You’ve just finished a presentation, and you’re feeling relieved. You’ve just had a difficult conversation with a colleague, and you’re feeling drained. You’ve just finished a networking event, and you’re feeling exhausted.

First of all, congratulations! You’ve just completed a stressful situation, and you are surely poised to grow from the experience. Now, it’s time to reflect on the experience, in order to plant seeds for the personal growth.

In order to learn the most out of stressful experiences and perform better over time, I’ve developed a routine for handling stressful situations. I’ve already discussed the preparation stage of the routine, as well as the techniques that I use during the stressful situation to perform well. Finally, this week I am wrapping up the series by discussing the retrospective, which happens after the stressful situation.

Of course, what I’m about to share applies to me, but might not necessarily apply to others - still, I hope that it will inspire you to design your own routine for handling stressful situations!

The retrospective

The goal of the retrospective is to learn from the stressful situation, and to grow from the experience. In the following chapters, I’m providing a few techniques that I use during the retrospective.


Stressful experiences are kind of like dreams - they’re hard to remember, and they fade away quickly. Apart from this, the joy and the relief of the stressful experience being over may distort our thoughts about how well we performed; specifically we might forget that we made a mistake or there was an opportunity to improve. In addition, we are often biased to forget bad things and only remember the good.

That’s why I try to write down my thoughts and feelings as soon as possible after the stressful situation. I try to put myself back into the scene I was in, and think about what I did well and what I didn’t do well. For example, I might think about the emotions I’ve experienced, what was my body language like, how was my speech like, etc.

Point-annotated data
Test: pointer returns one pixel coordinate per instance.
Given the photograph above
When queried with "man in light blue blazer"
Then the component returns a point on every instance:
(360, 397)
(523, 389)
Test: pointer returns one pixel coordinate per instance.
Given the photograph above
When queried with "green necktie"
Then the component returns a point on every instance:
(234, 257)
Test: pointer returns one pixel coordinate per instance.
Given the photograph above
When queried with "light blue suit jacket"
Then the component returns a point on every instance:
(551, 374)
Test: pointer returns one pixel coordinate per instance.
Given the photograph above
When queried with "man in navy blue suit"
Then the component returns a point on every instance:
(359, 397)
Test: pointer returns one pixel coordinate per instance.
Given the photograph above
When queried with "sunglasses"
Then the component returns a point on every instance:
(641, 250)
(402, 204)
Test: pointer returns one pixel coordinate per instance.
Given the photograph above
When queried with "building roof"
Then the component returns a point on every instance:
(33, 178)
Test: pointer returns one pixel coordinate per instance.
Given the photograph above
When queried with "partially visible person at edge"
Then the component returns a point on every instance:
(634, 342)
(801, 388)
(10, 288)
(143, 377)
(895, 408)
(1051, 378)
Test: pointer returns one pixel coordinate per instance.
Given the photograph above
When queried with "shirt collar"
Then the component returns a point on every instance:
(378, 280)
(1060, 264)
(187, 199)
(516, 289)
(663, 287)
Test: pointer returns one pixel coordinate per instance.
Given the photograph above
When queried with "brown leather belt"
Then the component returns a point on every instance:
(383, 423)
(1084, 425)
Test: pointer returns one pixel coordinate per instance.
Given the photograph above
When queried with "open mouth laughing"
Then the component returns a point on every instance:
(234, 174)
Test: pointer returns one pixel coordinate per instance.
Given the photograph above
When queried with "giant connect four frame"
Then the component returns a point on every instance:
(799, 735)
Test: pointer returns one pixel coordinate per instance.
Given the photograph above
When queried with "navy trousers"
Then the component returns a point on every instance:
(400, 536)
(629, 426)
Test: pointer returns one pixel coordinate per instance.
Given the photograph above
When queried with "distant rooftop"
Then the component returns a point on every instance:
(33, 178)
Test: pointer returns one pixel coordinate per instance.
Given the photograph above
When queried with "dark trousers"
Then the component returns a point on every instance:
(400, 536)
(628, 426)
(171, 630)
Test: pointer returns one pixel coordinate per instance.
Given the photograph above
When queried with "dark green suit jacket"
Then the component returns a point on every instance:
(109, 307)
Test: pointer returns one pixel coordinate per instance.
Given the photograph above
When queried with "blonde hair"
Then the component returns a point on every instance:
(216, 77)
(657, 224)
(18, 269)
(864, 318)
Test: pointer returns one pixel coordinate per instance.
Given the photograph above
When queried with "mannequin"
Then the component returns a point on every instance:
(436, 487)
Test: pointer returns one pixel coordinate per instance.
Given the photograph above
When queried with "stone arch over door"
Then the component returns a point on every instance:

■ Task instructions
Please write the retrospective text out again from "That’s why I" to "speech like, etc.", substituting "posture" for "body language".

■ Response
That’s why I try to write down my thoughts and feelings as soon as possible after the stressful situation. I try to put myself back into the scene I was in, and think about what I did well and what I didn’t do well. For example, I might think about the emotions I’ve experienced, what was my posture like, how was my speech like, etc.